_Given text_
The Case
A 63-year-old Massachusetts woman walked into the emergency room feeling awful. Nausea. Vomiting. No appetite.
She also had burning pain. High up in the abdomen, wrapping around the right side of her body to her back. Over-the-counter acid reflux meds didn’t touch it. Nothing worked for about a month.
Context matters. She had started semaglutide—a GLP-1 receptor agonister in the same class as Ozempic—the year before. She has type 2 diabetes. She is also obese. The drug worked, technically. She lost 40 pounds.
But lately, the weight loss got scary fast.
Doctors ordered a CT scan of her abdomen and pelvis. It showed her bile ducts were slightly dilated. Her stomach was stretched, full of “semisolid material.” Heavy stool burden too, but no blockage. Just stuff sitting there.
The Mass
To look closer, they used a specialized MRI technique called MRCP. It confirmed the dilated bile ducts and showed a mass in her stomach. It looked like trapped air.
They scoped her out. Endoscopy from esophagus to small intestine.
They found a gastric bezoar.
Imagine a tightly packed blob of undigested or partially digested matter. Solid. Dense. Sitting right there in the stomach.
The doctors stopped the semaglutim immediately. Makes sense. The drug slows gastric emptying. It tells your stomach to hold everything. The woman’s stomach had held onto a meal long enough to turn it into a rock.
The Soda Solution
Here is the strange part.
You do not use surgery first. You use soda.
Cola breaks down bezoars. It sounds like an urban legend but it is standard first-line treatment for stable patients. Cheaper. Less risk than sticking instruments up there and chopping it apart.
The standard prescription? Three liters. Within twelve hours.
They don’t even know why it works. Acidity? Carbonation? Who knows.

_Study questions_
1. From the bezoar case text above, list every test or procedure the doctors used to examine the woman.
2. Write the next part of the bezoar case text, starting after its final sentence.

_Given information_
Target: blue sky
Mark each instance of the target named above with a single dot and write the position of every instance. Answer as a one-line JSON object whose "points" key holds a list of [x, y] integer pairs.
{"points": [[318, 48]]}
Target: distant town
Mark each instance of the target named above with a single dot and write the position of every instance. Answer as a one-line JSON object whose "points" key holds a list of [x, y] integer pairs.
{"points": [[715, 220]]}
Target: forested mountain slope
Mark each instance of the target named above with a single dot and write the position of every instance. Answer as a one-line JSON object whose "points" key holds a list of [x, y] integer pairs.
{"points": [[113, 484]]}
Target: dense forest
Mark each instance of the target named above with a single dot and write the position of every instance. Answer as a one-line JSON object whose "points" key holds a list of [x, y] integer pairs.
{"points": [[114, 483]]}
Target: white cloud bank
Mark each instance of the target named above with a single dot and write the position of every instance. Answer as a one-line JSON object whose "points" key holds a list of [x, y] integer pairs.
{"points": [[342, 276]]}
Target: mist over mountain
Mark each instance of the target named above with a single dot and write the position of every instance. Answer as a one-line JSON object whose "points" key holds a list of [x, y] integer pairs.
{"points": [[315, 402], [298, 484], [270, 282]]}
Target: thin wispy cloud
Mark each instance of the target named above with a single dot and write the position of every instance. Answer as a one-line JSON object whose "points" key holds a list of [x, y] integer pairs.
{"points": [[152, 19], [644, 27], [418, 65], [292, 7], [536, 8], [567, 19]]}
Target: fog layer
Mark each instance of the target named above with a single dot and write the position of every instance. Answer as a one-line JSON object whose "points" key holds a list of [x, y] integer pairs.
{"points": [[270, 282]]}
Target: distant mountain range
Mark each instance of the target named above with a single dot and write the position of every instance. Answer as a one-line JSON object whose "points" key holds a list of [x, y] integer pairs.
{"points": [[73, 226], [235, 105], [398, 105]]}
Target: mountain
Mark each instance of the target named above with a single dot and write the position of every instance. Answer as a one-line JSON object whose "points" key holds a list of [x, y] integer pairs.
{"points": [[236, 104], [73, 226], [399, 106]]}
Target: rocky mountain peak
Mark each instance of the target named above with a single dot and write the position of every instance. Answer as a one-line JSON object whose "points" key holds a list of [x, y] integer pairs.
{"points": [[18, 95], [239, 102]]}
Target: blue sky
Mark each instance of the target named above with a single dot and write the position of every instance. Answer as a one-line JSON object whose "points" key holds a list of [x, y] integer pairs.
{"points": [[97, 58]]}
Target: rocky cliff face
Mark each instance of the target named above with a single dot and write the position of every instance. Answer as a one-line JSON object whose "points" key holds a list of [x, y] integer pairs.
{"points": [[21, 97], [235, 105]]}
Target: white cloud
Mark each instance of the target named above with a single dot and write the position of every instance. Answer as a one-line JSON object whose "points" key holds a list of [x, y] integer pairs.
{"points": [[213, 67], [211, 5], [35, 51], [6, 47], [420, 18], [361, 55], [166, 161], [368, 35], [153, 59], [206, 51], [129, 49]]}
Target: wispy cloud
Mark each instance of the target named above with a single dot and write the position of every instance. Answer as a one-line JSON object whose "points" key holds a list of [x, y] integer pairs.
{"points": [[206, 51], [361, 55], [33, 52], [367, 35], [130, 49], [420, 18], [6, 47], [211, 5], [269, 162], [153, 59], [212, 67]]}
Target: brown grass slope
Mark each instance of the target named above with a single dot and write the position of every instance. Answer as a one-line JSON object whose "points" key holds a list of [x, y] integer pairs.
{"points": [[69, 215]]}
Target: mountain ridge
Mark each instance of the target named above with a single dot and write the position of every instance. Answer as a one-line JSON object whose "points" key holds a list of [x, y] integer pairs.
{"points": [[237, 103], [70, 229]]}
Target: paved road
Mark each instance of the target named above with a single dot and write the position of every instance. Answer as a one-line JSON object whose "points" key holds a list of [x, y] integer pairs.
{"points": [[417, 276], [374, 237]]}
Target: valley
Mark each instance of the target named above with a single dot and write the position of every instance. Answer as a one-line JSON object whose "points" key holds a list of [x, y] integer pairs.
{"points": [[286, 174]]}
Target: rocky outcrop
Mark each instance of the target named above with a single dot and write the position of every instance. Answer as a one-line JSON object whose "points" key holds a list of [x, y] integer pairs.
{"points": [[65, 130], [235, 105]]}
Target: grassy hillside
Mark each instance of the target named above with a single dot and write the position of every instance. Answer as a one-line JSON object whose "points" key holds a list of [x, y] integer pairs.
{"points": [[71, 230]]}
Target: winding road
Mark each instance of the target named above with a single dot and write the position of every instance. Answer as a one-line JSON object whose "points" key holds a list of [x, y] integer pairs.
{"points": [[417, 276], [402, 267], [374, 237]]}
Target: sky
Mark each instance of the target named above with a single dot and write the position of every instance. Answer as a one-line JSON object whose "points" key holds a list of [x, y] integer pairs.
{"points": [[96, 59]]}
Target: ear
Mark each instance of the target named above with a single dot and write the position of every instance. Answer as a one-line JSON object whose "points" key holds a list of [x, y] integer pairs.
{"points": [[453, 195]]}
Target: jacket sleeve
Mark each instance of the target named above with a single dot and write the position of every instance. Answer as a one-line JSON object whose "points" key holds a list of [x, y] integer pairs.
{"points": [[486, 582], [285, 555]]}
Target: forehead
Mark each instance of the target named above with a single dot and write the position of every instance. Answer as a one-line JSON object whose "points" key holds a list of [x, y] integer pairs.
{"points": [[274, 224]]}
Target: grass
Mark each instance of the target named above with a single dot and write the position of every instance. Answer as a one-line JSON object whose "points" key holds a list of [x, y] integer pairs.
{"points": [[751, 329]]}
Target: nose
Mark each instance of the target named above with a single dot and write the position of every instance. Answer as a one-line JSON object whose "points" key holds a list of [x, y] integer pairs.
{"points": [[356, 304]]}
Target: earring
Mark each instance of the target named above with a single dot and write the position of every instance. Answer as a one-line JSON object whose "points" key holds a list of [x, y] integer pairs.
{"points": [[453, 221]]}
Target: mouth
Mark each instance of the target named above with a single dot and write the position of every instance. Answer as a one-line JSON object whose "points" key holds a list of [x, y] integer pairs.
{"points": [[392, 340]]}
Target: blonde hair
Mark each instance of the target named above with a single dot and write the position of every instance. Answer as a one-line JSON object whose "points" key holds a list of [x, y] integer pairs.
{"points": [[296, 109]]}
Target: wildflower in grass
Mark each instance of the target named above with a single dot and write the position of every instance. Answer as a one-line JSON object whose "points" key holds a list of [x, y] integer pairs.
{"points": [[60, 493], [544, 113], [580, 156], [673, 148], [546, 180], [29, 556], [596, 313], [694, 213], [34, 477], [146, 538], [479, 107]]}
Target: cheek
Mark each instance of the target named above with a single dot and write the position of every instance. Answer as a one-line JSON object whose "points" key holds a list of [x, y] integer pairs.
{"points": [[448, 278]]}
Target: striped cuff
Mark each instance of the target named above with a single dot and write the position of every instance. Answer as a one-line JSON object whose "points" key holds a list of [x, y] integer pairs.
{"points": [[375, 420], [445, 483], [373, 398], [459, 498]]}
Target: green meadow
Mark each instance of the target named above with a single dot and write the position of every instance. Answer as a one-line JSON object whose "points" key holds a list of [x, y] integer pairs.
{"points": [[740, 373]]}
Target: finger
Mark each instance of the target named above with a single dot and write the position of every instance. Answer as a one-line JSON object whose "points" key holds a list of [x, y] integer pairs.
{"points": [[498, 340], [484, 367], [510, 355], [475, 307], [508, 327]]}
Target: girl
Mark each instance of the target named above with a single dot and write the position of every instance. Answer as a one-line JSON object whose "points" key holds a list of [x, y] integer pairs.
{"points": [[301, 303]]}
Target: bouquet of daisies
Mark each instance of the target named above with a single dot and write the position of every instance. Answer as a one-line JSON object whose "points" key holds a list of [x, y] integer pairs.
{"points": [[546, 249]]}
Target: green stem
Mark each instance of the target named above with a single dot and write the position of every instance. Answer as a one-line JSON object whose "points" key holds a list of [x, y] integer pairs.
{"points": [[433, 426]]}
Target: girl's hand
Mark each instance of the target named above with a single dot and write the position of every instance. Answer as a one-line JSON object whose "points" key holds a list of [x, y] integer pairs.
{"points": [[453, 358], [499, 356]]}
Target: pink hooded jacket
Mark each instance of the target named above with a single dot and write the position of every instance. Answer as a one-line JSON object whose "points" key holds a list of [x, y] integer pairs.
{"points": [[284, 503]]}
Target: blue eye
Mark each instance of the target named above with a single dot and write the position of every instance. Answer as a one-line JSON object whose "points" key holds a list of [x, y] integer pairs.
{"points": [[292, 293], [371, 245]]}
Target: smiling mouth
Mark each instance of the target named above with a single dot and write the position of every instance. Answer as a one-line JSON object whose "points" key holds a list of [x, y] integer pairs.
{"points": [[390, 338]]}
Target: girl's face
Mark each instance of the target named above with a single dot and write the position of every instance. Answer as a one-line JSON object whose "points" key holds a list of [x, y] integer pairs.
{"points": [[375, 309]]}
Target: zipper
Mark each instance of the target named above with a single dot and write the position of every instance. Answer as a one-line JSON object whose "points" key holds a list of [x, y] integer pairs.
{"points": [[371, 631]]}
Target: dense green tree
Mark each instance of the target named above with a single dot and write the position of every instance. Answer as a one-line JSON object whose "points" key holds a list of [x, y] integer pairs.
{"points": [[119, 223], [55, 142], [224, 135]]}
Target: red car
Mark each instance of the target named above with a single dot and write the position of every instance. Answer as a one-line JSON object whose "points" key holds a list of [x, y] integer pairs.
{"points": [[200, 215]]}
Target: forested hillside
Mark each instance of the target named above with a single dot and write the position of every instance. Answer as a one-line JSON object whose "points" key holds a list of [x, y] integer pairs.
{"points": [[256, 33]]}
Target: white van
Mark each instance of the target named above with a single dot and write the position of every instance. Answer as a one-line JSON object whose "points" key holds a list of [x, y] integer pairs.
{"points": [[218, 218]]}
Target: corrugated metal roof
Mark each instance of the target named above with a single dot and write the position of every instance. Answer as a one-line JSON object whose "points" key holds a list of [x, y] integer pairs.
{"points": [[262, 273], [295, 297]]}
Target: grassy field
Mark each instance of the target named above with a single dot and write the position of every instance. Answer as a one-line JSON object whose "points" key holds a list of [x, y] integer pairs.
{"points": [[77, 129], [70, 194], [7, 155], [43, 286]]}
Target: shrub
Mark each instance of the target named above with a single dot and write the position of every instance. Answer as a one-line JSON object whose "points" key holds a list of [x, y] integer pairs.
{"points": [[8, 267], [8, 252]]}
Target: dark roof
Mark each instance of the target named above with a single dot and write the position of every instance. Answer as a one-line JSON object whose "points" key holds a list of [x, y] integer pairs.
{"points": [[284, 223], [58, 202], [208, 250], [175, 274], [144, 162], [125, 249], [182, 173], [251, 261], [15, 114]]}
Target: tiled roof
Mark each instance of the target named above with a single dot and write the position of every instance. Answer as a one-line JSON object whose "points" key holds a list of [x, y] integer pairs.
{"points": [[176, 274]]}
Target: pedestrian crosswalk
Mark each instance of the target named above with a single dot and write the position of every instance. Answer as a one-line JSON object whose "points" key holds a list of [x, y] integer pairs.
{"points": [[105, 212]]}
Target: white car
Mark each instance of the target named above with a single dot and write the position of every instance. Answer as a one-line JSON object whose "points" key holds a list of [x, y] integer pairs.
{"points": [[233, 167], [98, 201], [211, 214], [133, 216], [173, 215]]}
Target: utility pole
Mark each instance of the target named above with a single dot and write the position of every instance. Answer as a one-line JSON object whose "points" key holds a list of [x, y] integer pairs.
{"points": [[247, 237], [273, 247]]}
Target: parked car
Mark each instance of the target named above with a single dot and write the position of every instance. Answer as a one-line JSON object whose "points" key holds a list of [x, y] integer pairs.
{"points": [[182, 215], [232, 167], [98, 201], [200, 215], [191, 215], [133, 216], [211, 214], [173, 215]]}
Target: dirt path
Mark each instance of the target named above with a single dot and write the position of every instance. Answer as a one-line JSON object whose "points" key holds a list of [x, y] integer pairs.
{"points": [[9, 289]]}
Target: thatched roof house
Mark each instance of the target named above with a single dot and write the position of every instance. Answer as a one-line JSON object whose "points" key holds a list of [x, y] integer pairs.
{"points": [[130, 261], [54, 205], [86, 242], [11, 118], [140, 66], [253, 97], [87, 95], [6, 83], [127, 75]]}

_Answers given_
1.
- CT scan of the abdomen and pelvis
- MRCP (a specialized MRI technique)
- Endoscopy from esophagus to small intestine

2.
“Existing evidence… supports the administration of 3 liters of cola,” the doctors noted.
This patient had diabetes. So no sugary cola. Diet only. Plus she hated the bubbles. The team cut the dose in half. One point five liters.
Day two brought the change. A tugging sensation in the abdomen. Then relief. No more nausea. The scope came back again. The mass was gone. Dissolved.
She ate regular food. Discharged with no pain. She never went back on the GLP-1. Got a script for acid reflux pills instead. Weight crept back up a bit later, appetite returned. No recurrence in several months.
Why It Matters
Bezoars are rare. Less than half a percent of endoscopies show them. Their symptoms mimic a hundred other things. Pain. Vomiting. Discomfort. You usually guess the more common ailment first.
Most bezoars are phytobezoars. Made of plant fiber. Eat too many persimmons, raisins, celery, pineapples. Your stomach gets stuck.
But drugs change the game. Surgeries that alter stomach shape? Autonomic nerve damage? GLP-1s? They all delay emptying. Semaglutide essentially put this woman’s digestion in pause mode. When the pause ended, the damage was already done.
Soda fixed it. It remains a bizarre solution for a bizarre problem. But it worked.